■ **Point-per-instance localization data**
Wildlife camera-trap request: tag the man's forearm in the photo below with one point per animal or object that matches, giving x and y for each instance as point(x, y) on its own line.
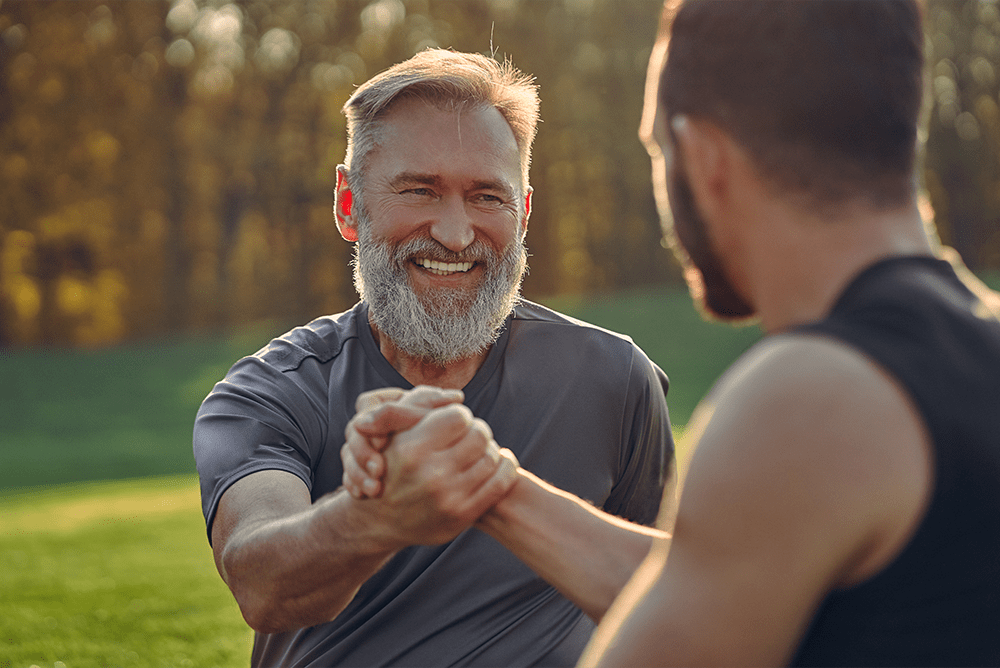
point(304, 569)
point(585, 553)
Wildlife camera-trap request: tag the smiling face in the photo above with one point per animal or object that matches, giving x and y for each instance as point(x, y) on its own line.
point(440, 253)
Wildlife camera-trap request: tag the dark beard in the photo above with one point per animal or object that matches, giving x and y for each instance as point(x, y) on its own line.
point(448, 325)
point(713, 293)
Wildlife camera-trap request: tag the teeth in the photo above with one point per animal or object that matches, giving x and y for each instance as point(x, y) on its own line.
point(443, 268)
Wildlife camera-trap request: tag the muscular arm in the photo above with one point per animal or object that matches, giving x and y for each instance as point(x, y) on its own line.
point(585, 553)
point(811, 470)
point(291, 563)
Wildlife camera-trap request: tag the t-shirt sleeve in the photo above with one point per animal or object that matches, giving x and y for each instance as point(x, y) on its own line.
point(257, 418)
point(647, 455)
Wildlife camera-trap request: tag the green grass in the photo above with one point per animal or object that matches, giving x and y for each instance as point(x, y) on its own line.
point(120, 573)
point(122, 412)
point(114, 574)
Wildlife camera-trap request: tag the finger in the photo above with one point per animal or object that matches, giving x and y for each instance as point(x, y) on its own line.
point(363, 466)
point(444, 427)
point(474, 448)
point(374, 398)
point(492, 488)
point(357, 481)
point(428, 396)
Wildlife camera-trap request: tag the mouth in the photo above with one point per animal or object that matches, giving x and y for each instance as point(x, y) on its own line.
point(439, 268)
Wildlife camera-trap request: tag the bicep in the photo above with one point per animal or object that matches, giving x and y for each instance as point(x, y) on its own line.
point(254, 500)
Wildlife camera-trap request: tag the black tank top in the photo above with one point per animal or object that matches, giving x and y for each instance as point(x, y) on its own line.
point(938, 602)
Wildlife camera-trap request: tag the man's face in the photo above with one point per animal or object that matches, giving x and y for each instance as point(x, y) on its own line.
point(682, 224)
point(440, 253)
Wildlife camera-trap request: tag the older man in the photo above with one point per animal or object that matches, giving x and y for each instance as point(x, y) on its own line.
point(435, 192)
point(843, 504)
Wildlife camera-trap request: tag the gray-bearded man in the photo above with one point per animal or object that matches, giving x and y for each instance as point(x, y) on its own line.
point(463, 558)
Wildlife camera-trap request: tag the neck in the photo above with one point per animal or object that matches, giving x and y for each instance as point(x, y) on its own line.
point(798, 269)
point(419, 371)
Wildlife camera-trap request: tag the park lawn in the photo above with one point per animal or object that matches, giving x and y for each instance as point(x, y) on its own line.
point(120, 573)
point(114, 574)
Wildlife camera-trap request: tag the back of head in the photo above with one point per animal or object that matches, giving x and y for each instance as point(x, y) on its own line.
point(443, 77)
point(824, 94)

■ **Exercise goal**
A verbatim transcription of the records, pictures excluded, is the required output.

■ **Response to this task**
Wildlife camera-trap request: tag the man's forearm in the photo below with one point per animal or object that matches, giving x and y for each instance as point(x, y) on its own line.
point(304, 569)
point(585, 553)
Wildlife camera-trap request: tag the smiling face in the photo above with one point per animal or object that matches, giving x and y for each instance as point(x, y) on its own line.
point(440, 253)
Wildlife camera-trap request: tag the dark beard in the photo above with one point per animal or object that matches, giving x and y for each instance as point(x, y) on its own line.
point(448, 325)
point(713, 293)
Wildlife camera-trap request: tag the teeth in the photo above with one point per animal or object that matches, giving x and y for each instance as point(x, y) on its own line.
point(443, 268)
Wildlife camera-trap request: tag the muscular arm in the photo above with one point per animal or object that matches, giving x and y for each instance as point(x, y) on its own line.
point(585, 553)
point(811, 470)
point(291, 563)
Wildlife camera-trap request: tag the t-shirt sleeve in the photo above with one point per animal or object that matches, giving x and y for each instance as point(x, y) on its own line.
point(257, 418)
point(647, 455)
Wildlife camera-trap request: tag the green grass in the photo above with one point per animal or object that matches, giving x and y for each instance as point(x, y) on its own line.
point(120, 573)
point(122, 412)
point(114, 574)
Wildlife camera-trap request: tag the finger in the photo above with one point per animal or object that matches, giving x and y for each instance as point(x, y) on its own line.
point(363, 466)
point(444, 427)
point(474, 448)
point(374, 398)
point(492, 488)
point(357, 481)
point(428, 396)
Wildlife camera-trap request: tag the mouth in the photo above with one point per animal or object that matches, giving x and y for each instance as point(x, y) on its own line.
point(439, 268)
Wildlife camera-trap request: tag the bicep in the photo above with one point per animal or object that matches, giving x and y for each instance as point(x, y) on its own line.
point(254, 500)
Wildlife camera-trap request: tag the black tank top in the photo above with one point per animal or object that matches, giving x and y for each instance as point(x, y) on its own line.
point(938, 602)
Wildlife camera-trap request: tag the man's face in the photo above with one point per animal or object that matches, giving x and y for each instance as point(x, y) on its own line.
point(682, 224)
point(440, 253)
Wildlife camera-trap request: tag the older man in the photo above with one point per animal or object that matches, giving x and y for each instance as point(x, y) on its own line.
point(435, 192)
point(843, 504)
Wildlife camera-trap request: tag the gray-bearded man in the photo above with one point per animal or object that matches, giving x and y for each instance as point(x, y) on its own line.
point(463, 558)
Wildlife camera-trap request: tag the neck in the photo above with one point per animal or object that matches, giving x and y for each instance as point(x, y) on its own line.
point(798, 269)
point(419, 371)
Wildlife camera-trap request: tag the park lawn in the photo above with one point per animal or object that matches, giving x and y for each instance as point(x, y) on its own line.
point(120, 573)
point(114, 574)
Wildlife camera-trap request: tag the back of head in the photo above with one point per animal or object that matches, giving x and y for each instance as point(x, y) on its own line.
point(443, 77)
point(824, 94)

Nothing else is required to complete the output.